### [WHAT YOU NEED TO DO]
Quote word for word the lines of the data below, from the line with "the green vegetation" to the line with "(1131, 385)", including both of those lines.

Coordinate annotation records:
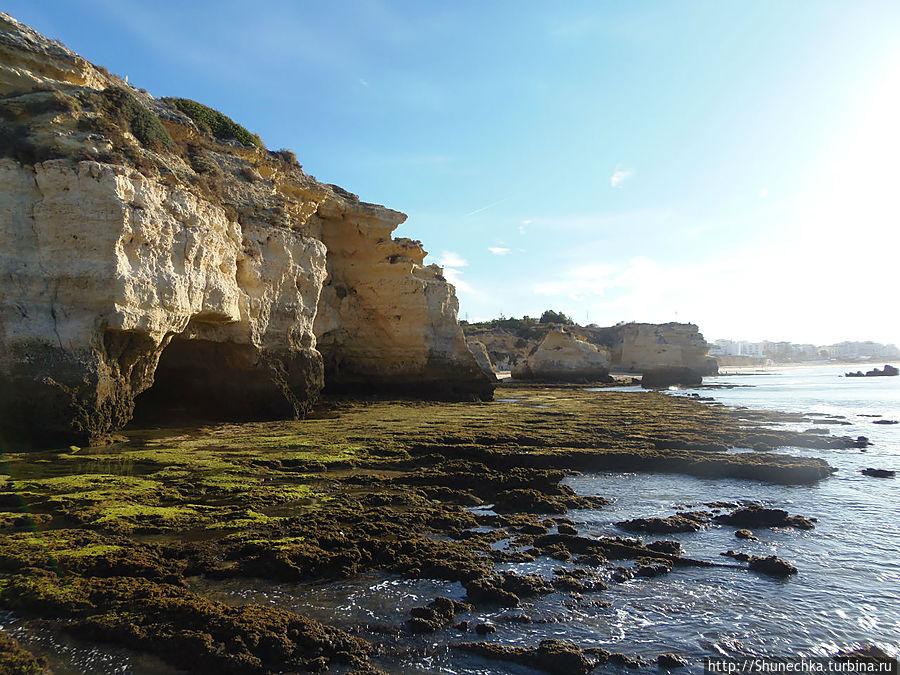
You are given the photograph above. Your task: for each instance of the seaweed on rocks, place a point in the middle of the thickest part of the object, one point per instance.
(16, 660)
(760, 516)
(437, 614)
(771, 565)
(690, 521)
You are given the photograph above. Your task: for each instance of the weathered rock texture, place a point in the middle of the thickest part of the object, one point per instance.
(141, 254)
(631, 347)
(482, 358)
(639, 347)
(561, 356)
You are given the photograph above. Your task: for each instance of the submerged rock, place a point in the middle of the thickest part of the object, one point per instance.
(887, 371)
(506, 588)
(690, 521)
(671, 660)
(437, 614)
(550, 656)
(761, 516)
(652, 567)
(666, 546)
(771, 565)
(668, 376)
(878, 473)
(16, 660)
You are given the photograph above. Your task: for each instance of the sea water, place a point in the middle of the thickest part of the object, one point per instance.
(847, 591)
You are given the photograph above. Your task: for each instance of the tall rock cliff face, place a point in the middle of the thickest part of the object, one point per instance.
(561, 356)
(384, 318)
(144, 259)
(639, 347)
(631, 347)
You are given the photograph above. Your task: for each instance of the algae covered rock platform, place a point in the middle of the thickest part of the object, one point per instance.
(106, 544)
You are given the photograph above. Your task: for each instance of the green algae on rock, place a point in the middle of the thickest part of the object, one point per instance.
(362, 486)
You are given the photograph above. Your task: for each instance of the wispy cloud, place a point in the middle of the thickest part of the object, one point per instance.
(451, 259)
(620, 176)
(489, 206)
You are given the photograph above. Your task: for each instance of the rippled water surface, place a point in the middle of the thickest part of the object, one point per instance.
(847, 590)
* * *
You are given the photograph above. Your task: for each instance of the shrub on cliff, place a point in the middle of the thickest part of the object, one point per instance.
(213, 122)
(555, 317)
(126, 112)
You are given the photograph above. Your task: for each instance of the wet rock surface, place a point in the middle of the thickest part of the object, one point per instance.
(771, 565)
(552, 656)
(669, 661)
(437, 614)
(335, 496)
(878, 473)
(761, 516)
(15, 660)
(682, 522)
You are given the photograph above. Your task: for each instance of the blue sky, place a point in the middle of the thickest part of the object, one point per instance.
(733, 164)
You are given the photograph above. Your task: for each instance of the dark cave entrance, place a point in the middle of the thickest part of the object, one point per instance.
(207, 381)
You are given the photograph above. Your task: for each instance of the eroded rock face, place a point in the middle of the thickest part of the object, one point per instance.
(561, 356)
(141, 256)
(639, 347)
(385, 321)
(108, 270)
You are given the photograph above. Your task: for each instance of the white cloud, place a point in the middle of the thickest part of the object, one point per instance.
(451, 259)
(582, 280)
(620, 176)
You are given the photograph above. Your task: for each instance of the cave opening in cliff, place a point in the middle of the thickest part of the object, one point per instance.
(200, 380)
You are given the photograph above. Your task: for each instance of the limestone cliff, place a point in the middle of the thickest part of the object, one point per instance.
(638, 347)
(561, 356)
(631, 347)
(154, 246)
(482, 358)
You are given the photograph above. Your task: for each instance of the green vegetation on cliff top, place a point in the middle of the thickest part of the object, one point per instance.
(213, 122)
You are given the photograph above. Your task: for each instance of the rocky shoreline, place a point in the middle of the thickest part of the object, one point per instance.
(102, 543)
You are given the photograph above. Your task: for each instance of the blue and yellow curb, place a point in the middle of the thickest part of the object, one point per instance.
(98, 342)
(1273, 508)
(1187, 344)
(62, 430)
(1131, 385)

### [ANSWER BELOW]
You are given the photograph above. Your task: for each instance of the green vegetation on cliff top, place a point in the middle of the thickest part of the object, one point per instance.
(213, 122)
You are given the photograph above. Your task: for each instance of the rocky shoreline, place a point in the middle of the thickest part of the object, one point per instance.
(102, 543)
You are given the photograph above. Your task: for each instance of the blue and yellow curb, place a point in the middle of the thickest part of the object, one point per instance.
(98, 342)
(1273, 508)
(1187, 344)
(62, 430)
(1131, 385)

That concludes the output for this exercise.